● **WHAT THE EXERCISE ASKS**
Pick out every line in the listing below that contains the string "cream", matching case exactly, and copy each one.

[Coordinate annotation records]
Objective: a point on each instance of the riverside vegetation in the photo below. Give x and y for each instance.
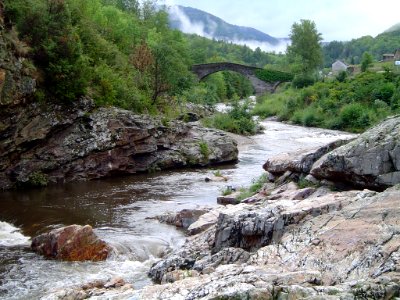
(353, 104)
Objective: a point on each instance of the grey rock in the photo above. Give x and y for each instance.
(299, 161)
(58, 144)
(370, 161)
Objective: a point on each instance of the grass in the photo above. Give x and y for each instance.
(353, 105)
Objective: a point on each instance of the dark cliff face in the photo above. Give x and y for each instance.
(56, 144)
(48, 142)
(17, 84)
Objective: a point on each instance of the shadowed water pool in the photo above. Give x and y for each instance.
(119, 210)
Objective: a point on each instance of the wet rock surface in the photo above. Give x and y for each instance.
(294, 242)
(370, 161)
(335, 245)
(56, 145)
(71, 243)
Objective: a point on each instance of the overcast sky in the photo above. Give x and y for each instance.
(335, 19)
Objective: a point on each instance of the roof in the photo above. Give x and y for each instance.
(339, 63)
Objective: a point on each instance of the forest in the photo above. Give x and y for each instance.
(123, 53)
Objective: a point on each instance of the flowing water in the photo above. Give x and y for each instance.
(120, 211)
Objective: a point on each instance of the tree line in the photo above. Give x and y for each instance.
(122, 53)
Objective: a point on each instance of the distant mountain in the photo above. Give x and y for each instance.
(191, 20)
(393, 28)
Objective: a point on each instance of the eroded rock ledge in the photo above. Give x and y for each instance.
(299, 242)
(53, 144)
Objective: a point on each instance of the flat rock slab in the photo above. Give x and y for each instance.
(370, 161)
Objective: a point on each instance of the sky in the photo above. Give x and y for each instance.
(340, 20)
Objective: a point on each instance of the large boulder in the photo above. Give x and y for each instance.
(340, 245)
(71, 243)
(300, 161)
(56, 144)
(370, 161)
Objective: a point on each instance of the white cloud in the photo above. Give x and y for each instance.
(335, 19)
(186, 25)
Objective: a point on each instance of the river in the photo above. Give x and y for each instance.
(119, 210)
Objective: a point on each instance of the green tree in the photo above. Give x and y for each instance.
(366, 61)
(305, 50)
(170, 69)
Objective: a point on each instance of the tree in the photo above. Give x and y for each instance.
(366, 61)
(305, 50)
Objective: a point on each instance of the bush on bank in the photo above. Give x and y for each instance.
(352, 105)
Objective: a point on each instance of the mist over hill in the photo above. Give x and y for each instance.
(191, 20)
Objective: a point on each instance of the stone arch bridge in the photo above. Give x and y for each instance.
(260, 86)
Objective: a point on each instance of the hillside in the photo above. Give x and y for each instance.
(395, 27)
(191, 20)
(352, 51)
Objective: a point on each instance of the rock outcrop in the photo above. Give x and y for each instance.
(71, 243)
(370, 161)
(299, 162)
(299, 243)
(55, 144)
(329, 245)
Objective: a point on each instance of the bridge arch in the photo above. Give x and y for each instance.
(260, 86)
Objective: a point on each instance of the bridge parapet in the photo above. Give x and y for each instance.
(261, 79)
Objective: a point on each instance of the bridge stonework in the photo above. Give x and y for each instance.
(260, 86)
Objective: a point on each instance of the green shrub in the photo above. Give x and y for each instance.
(301, 81)
(354, 117)
(341, 76)
(273, 75)
(384, 92)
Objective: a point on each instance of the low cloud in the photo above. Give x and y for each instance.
(187, 26)
(264, 46)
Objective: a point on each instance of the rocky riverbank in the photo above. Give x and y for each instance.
(54, 144)
(296, 241)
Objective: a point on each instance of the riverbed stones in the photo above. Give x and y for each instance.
(331, 245)
(370, 161)
(300, 161)
(71, 243)
(184, 218)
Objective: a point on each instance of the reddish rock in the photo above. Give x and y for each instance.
(71, 243)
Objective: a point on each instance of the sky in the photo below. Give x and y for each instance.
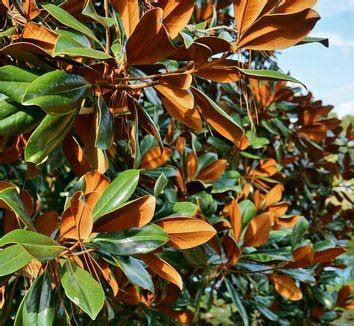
(327, 72)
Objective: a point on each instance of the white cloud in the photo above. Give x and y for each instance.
(335, 6)
(344, 108)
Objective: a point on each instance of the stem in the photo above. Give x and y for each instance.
(127, 87)
(108, 33)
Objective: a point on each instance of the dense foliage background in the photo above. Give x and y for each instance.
(158, 167)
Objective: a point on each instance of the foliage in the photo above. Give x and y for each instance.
(159, 168)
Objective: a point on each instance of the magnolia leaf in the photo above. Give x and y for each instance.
(135, 213)
(68, 20)
(187, 232)
(135, 272)
(82, 289)
(286, 287)
(160, 184)
(13, 200)
(16, 119)
(257, 232)
(116, 194)
(38, 245)
(48, 136)
(13, 258)
(131, 242)
(238, 302)
(163, 269)
(38, 308)
(104, 136)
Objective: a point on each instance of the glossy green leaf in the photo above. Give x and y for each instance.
(56, 92)
(38, 308)
(13, 258)
(14, 81)
(322, 40)
(136, 273)
(38, 245)
(117, 193)
(16, 119)
(248, 211)
(160, 184)
(68, 20)
(82, 289)
(12, 198)
(48, 136)
(299, 230)
(89, 11)
(8, 32)
(268, 74)
(104, 137)
(237, 301)
(131, 242)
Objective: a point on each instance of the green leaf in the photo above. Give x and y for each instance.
(248, 211)
(268, 74)
(8, 32)
(237, 301)
(117, 193)
(68, 20)
(12, 198)
(136, 273)
(38, 245)
(180, 209)
(299, 230)
(56, 92)
(89, 11)
(48, 136)
(16, 119)
(131, 242)
(84, 52)
(323, 40)
(13, 258)
(82, 289)
(160, 184)
(38, 308)
(14, 81)
(104, 137)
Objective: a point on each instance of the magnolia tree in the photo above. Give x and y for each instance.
(158, 168)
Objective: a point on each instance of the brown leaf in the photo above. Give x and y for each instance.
(136, 213)
(213, 171)
(76, 156)
(155, 158)
(163, 269)
(236, 220)
(278, 31)
(222, 124)
(192, 165)
(248, 11)
(76, 222)
(185, 232)
(274, 195)
(327, 255)
(176, 14)
(95, 185)
(47, 222)
(179, 103)
(129, 13)
(286, 287)
(290, 6)
(222, 71)
(257, 232)
(149, 42)
(303, 257)
(39, 35)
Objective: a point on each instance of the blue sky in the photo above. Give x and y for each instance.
(327, 72)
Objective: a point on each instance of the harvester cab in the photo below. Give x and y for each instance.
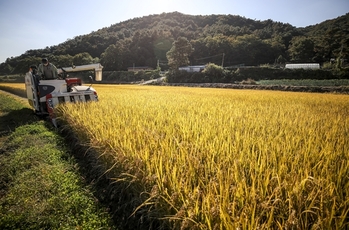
(45, 95)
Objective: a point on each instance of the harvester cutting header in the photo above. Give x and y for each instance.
(44, 94)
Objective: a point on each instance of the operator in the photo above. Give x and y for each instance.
(47, 70)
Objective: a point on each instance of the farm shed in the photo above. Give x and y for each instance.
(193, 68)
(303, 66)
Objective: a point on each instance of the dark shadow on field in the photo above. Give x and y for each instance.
(15, 118)
(121, 198)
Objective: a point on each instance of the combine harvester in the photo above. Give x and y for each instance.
(45, 95)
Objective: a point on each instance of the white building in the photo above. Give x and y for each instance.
(303, 66)
(193, 68)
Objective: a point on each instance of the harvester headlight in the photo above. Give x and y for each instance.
(50, 103)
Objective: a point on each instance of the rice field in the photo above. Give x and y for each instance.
(223, 159)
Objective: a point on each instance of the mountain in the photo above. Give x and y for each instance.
(145, 41)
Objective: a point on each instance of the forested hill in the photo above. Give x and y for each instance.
(145, 41)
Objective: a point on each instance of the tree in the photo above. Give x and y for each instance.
(179, 53)
(301, 49)
(112, 58)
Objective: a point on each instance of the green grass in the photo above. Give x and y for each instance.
(40, 184)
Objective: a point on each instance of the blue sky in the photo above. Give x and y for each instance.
(35, 24)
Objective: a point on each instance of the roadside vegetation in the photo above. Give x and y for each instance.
(305, 82)
(40, 182)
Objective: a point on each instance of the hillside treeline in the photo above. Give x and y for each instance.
(227, 40)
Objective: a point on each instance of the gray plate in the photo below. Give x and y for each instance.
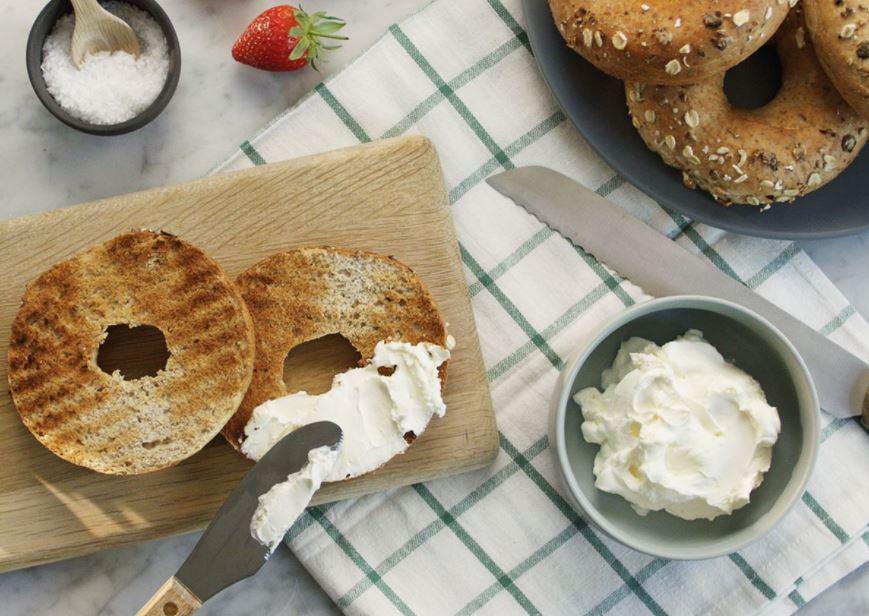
(595, 103)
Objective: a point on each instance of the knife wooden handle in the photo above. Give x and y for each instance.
(865, 419)
(172, 599)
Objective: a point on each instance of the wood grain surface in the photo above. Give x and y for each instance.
(386, 196)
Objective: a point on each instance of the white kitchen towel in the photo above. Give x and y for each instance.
(504, 540)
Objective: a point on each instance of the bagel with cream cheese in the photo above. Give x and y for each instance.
(307, 293)
(840, 34)
(796, 143)
(667, 41)
(103, 421)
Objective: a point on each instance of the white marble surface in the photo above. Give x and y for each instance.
(44, 165)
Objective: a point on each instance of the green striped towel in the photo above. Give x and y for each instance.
(504, 540)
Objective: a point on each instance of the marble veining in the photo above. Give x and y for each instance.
(45, 165)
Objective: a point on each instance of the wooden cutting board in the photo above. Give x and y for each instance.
(386, 197)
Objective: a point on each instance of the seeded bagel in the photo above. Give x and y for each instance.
(102, 421)
(796, 143)
(304, 294)
(840, 34)
(667, 41)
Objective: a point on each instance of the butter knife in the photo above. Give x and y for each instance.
(661, 267)
(226, 552)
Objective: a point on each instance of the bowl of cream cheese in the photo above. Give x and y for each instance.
(686, 427)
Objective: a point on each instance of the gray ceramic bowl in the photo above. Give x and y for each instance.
(43, 26)
(744, 338)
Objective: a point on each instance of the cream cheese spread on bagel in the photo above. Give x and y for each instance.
(284, 502)
(381, 407)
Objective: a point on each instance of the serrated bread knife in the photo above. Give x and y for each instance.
(226, 552)
(661, 267)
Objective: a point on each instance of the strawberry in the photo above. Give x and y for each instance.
(286, 38)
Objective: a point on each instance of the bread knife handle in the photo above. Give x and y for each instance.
(172, 599)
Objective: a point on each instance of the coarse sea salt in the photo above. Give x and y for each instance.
(109, 88)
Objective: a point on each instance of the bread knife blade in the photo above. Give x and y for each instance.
(227, 552)
(661, 267)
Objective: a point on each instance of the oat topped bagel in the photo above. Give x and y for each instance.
(794, 144)
(102, 421)
(304, 294)
(667, 41)
(840, 34)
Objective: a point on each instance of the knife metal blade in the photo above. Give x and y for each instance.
(226, 552)
(661, 267)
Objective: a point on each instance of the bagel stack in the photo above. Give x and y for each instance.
(840, 33)
(673, 57)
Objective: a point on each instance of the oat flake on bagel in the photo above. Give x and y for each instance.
(667, 42)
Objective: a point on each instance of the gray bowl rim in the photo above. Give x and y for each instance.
(561, 397)
(40, 29)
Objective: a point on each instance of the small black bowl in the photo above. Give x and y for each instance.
(43, 26)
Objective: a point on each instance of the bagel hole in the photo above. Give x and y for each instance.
(135, 352)
(755, 81)
(312, 365)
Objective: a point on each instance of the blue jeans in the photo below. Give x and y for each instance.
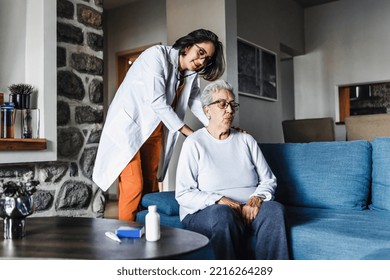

● **ANSWER TO THIS TASK**
Objective: a point on each instance of the bagel with cream cheese in the photo above. Give x and y for each instance.
Objective: a point on each instance of the bowl of cream cheese in the photo above. Give x and y for each instance.
Objective: a point on each instance of the cream cheese spread on bagel in the photo above. Give x and y for each instance.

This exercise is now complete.